Saved entries
- - - - - - -
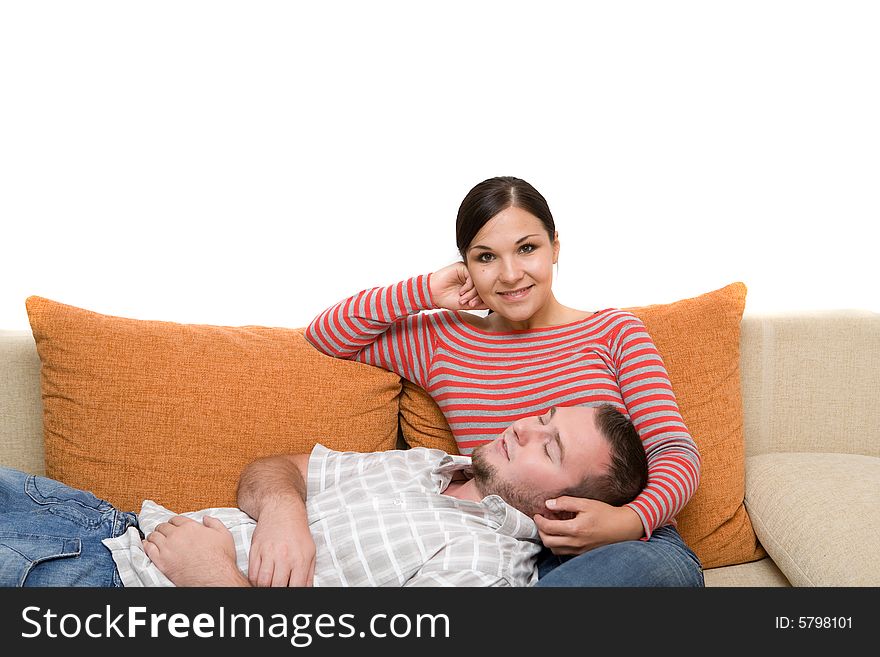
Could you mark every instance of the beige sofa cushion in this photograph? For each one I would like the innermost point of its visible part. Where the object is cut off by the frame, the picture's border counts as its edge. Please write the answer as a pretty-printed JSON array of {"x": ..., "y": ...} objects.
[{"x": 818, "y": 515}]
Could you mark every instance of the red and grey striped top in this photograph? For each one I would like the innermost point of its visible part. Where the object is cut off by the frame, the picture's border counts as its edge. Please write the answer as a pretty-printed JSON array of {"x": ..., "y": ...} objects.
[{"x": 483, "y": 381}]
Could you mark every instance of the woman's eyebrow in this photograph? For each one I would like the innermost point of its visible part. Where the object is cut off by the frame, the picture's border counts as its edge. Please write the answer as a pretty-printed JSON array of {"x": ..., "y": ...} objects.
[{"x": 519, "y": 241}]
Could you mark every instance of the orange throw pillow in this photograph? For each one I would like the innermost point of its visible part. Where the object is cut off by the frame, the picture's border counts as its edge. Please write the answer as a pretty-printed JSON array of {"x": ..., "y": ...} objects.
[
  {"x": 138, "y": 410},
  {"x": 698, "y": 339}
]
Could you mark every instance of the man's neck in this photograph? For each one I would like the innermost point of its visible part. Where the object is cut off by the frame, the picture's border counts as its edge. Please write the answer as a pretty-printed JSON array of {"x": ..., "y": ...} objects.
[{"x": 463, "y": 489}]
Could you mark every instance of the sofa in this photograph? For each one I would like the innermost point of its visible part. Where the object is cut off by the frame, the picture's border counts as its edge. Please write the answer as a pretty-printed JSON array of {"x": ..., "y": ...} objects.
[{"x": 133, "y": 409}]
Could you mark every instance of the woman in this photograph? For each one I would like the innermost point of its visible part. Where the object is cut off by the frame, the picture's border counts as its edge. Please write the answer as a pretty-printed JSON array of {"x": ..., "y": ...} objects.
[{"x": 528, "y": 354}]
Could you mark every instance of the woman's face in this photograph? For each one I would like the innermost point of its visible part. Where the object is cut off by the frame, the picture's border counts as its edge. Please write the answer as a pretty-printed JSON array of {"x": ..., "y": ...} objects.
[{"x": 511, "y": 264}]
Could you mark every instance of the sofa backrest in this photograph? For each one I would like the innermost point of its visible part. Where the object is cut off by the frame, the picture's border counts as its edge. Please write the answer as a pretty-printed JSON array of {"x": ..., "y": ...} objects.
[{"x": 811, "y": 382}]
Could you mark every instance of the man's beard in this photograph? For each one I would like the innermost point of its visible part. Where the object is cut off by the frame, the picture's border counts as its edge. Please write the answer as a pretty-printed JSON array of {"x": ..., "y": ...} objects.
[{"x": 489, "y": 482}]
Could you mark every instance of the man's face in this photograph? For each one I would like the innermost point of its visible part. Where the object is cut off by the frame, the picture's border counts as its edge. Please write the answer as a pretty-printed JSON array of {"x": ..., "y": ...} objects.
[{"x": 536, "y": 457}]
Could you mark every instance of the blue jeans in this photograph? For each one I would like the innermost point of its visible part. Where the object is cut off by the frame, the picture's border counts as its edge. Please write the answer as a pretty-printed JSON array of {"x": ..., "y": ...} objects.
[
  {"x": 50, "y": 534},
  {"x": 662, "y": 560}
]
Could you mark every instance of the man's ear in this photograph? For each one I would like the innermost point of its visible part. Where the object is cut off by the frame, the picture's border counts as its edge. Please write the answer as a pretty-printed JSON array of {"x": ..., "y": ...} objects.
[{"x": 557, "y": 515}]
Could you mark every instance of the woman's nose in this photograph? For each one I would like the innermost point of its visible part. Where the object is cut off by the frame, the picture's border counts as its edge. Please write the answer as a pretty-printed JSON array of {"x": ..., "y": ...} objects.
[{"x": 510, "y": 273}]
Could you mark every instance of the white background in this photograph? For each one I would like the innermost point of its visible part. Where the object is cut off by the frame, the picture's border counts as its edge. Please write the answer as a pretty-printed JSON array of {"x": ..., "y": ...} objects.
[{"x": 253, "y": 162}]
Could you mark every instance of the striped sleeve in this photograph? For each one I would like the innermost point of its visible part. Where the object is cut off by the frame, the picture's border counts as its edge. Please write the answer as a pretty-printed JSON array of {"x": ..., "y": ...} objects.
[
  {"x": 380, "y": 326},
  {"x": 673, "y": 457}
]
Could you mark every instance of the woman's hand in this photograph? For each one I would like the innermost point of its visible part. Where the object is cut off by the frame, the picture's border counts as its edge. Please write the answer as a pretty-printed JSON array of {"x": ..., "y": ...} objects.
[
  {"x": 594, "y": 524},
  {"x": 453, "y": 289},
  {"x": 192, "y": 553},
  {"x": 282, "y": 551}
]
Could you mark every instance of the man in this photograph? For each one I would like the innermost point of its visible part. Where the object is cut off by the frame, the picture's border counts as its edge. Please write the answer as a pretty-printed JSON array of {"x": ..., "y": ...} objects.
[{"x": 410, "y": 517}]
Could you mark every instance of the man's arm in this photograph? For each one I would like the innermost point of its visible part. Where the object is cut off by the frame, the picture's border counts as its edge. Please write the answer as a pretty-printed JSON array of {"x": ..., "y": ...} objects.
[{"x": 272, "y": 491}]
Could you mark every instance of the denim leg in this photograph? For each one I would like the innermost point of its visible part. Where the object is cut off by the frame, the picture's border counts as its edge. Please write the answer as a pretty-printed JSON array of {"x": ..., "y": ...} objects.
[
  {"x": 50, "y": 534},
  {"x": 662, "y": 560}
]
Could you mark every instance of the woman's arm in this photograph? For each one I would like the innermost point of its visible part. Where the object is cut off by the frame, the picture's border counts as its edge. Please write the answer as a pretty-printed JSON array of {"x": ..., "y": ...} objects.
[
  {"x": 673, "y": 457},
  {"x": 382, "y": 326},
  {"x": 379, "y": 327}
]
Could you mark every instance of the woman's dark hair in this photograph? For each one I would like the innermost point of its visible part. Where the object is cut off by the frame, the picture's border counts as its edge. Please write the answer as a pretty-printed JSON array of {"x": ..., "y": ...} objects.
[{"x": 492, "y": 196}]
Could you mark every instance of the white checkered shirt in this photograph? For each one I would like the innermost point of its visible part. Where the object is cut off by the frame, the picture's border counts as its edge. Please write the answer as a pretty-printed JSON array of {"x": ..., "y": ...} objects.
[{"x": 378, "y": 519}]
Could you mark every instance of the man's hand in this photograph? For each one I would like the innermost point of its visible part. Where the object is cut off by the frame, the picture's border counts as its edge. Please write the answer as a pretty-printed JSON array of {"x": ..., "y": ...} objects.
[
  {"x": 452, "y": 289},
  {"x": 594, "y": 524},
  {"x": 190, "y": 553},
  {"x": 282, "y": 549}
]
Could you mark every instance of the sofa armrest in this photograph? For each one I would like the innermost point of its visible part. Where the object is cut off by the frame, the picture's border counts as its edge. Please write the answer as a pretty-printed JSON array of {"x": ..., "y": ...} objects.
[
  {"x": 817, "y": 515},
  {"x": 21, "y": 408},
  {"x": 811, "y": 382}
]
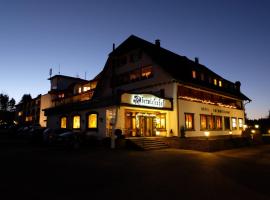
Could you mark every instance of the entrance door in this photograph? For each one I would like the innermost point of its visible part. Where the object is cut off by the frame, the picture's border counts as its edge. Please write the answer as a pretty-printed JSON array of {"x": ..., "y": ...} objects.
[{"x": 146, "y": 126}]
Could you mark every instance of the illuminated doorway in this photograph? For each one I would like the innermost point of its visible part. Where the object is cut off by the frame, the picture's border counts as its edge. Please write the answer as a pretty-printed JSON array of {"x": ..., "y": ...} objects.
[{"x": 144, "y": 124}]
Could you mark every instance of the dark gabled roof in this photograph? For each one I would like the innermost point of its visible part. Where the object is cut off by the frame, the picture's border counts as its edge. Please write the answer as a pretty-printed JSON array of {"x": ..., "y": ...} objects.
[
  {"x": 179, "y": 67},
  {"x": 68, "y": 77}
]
- - - - - - -
Task to complete
Since the pictures are not wanted, set down only the rest of each record, exactly as above.

Answer space
Could you mark every instance of the beige sofa cushion in this photograph? For each one I would like the innermost point of its visible part. Where the object is cut off by the frame, the picture's border counts as its edge. Please write the answer as a pretty-printed JSON array of {"x": ..., "y": ...} objects.
[{"x": 818, "y": 515}]
Could you mark every instance of the red and grey striped top in this photograph? For each one I would like the innermost point of its visible part. Where the object is cut off by the frame, the picture's border counts as its edge. Please write the answer as a pretty-printed JSON array of {"x": ..., "y": ...} objects.
[{"x": 483, "y": 381}]
Could you mark every instance of the woman's eyebrow in this photograph? For each one I would like the innermost point of its visible part. Where the object is cut off by the frame, the picture's border counts as its edge. Please write the answer as a pretty-printed JSON array of {"x": ..., "y": ...} objects.
[{"x": 519, "y": 241}]
Could you mark every instance of the orange throw pillow in this photograph? For each one I would like the innermost point of its visible part. Where the object is cut off by the frame, the picture's border counts as its edge. Please write the answer as a pretty-printed JSON array of {"x": ..., "y": ...} objects.
[
  {"x": 138, "y": 410},
  {"x": 698, "y": 339}
]
Could you mark every instance of the man's neck in this photograph? For each one I would like the innermost point of its visible part. Where the object is cut off by the frame, the picture's border counts as its edge. Please write the answer as a pretty-printed JSON array of {"x": ..., "y": ...} objects.
[{"x": 463, "y": 489}]
Could you mark every instance of the sofa in this photograph? For each one I would like the innermost point of its visible part. Where the object is cut off by the frame, the picture's border counts as its edge. Please write the answer as a pretty-printed JSON array of {"x": ..., "y": ...} objects.
[{"x": 133, "y": 409}]
Could you mark every instance of the woman in this photograph? For each one I would like the innermost point of its visible part. Where the object is cut off by the frame, the picture's border counts as its edge. Please write the answer as a pretty-printed JSON array of {"x": ..., "y": ...} objects.
[{"x": 528, "y": 354}]
Could you mark every instance of the woman's face in this photograph? For each one I would like the innermost point of its visible part. Where the object is cut off by the frame, the picture's border counts as its edge. Please write the answer as a pretty-printed JSON array of {"x": ..., "y": ...} objects.
[{"x": 511, "y": 264}]
Could you mark every instance of the sofa backrest in this photograph? For each one I would like the innermost point of its visible part. Where the object is cut off by the frame, the picture's border counts as its edge. Please write the answer as a pretty-printed JSON array of {"x": ..., "y": ...} objects.
[{"x": 811, "y": 382}]
Could you mark every instance of the man's beard in this photograph? For each one I would like the innermost point of its visible part. Where the object is cut off by the frame, the picture's border counts as its edge. Please write the answer as a pretty-printed JSON array of {"x": ..., "y": ...} objects.
[{"x": 489, "y": 482}]
Could you mark every instance of the man's face in this photograph? For each one I would like the innermost point of its visible part. Where the object is cut off by the frame, the picture's border counts as its edge. Please write the answer as a pretty-printed JSON array of {"x": ..., "y": ...} objects.
[{"x": 536, "y": 457}]
Could you mark every instance of the blue jeans in this photograph? For each one I would like the innermost point of its visible part. Where the object is cut off by the frame, the picture's border counts as its edge. Please write the answer as a pretty-printed JSON array of {"x": ..., "y": ...} objects.
[
  {"x": 50, "y": 534},
  {"x": 662, "y": 560}
]
Could you mark every instance of the man's ear in this photograph? For each one I would like the innermost point of its visible part. Where the object is cut off by the frame, the picture's border counts as its edge. Please write the answer as a pretty-printed JSON array of {"x": ..., "y": ...} objects.
[{"x": 557, "y": 515}]
Could you mark every instance of the woman's nose in this photograph? For each one I would like the innermost point of its visible part. Where the object is cut off by the frame, the picture's border counts as its edge. Please write the answer as a pretty-printed JSON array of {"x": ..., "y": ...} objects.
[{"x": 510, "y": 273}]
Could you mark every instance of the white background in this photograph? For each one I would like the innermost point of its visible part. Where the object is cut off by the frame, the picture's border counts as its edge. Please write the answer as a pretty-printed JSON array of {"x": ..., "y": ...} objects.
[{"x": 253, "y": 162}]
Could you mark every instance of the striped sleeve in this photograph? For each one I would like the innermost point of its visible part. Where the object is cut off by the frame, the picture's border counts as its edge. Please write the answer as a pretty-printed JSON array of {"x": ..., "y": ...} objects.
[
  {"x": 380, "y": 326},
  {"x": 673, "y": 457}
]
Could you mark every instance of the woman's hand in this photograph? For each one I would like the innermost point of its visible part. Where the object is cut off by the frame, the picture's border counts as its edge. Please write the answer as a pretty-printed JSON array of {"x": ..., "y": ...} objects.
[
  {"x": 594, "y": 524},
  {"x": 453, "y": 289},
  {"x": 192, "y": 553},
  {"x": 282, "y": 551}
]
Could you mark every instance of the man in this photograph? For each one I would like the innermost point of its visible part. Where the object is cut off by the frame, the picture's border counts as its edge. Please write the answer as a pretty-printed JSON array of {"x": ..., "y": ...} objects.
[{"x": 410, "y": 517}]
Could you mark every instance of the man's arm in this photograph? For each one I would like the innermost point of its visible part. Where the object is cut off by the frame, the picture's border counts as its edge. Please write the answer as a pretty-printed JSON array of {"x": ..., "y": ...} objects.
[{"x": 272, "y": 491}]
Could you mark every instance of the denim leg in this photograph? For each one I would like the innermost point of its visible part. Where the object is cut off by the frame, the picture's border counts as its edge. Please write the answer as a pretty-printed JSON array of {"x": ..., "y": ...} objects.
[
  {"x": 50, "y": 534},
  {"x": 662, "y": 560}
]
Could you mark every instance of the woman's arm in this photograph? For each one I would like the innermost point of its visible part. Where the object is cut off by the frame, the picture's border counts as its edge. Please write the answer as a pretty-printed JSON array of {"x": ..., "y": ...} objects.
[
  {"x": 673, "y": 457},
  {"x": 382, "y": 326},
  {"x": 379, "y": 327}
]
Could you mark every instance of the woman's dark hair in this photograph? For each one I would like the innermost point of its visible part. Where the object is cut off by the frame, the picture's border counts as its edge. Please write the answer as a pretty-printed JSON array of {"x": ..., "y": ...} objects.
[{"x": 492, "y": 196}]
Could you mark every instance of the white checkered shirt in this photograph? For each one I would like the innermost point of its visible part. Where the object is cut off by the frame, the picture's border counts as its edge. Please write the answer as a pretty-printed JSON array of {"x": ..., "y": ...} objects.
[{"x": 378, "y": 519}]
Could you mark every instance of the man's hand in this photograph? For each one I would like the innermost point of its visible part. Where the object is cut off by the frame, the picture's border counts as its edge. Please write the answer as a pretty-printed JSON array of {"x": ..., "y": ...} objects.
[
  {"x": 452, "y": 289},
  {"x": 594, "y": 524},
  {"x": 190, "y": 553},
  {"x": 282, "y": 549}
]
Could you mark every instance of the sofa armrest in this photograph? For each one I would like the innermost point of its visible part. Where the object is cut off by the frame, the picture's border counts as its edge. Please write the answer as a pretty-printed JSON array of {"x": ..., "y": ...} objects.
[
  {"x": 817, "y": 515},
  {"x": 21, "y": 408},
  {"x": 811, "y": 382}
]
Could you mark every instance of the entrance door in this photograph? For each one I would like the innermost point of its visible part. Where the object is cut off by the frame, the picture's border counts as its edge. Please write the answer as a pretty-printed JSON array of {"x": ..., "y": ...} objects.
[{"x": 146, "y": 126}]
Could you mark every instance of the illuminated doorway in this photograph? For each one I would like the innermost point of its visible part. Where the object is cut off by the frame, the picture's border counts as its edge. Please write the answer as a pretty-printed JSON array of {"x": ..., "y": ...} objects.
[{"x": 144, "y": 124}]
Could you mark every instance of the dark gabled roof in this photograph? For each one I would like the innermost point of its visible part. Where the object is cut off by the frame, the picture's border counts as its edge. Please write the answer as a pretty-printed JSON array of {"x": ..., "y": ...} objects.
[
  {"x": 179, "y": 67},
  {"x": 68, "y": 77}
]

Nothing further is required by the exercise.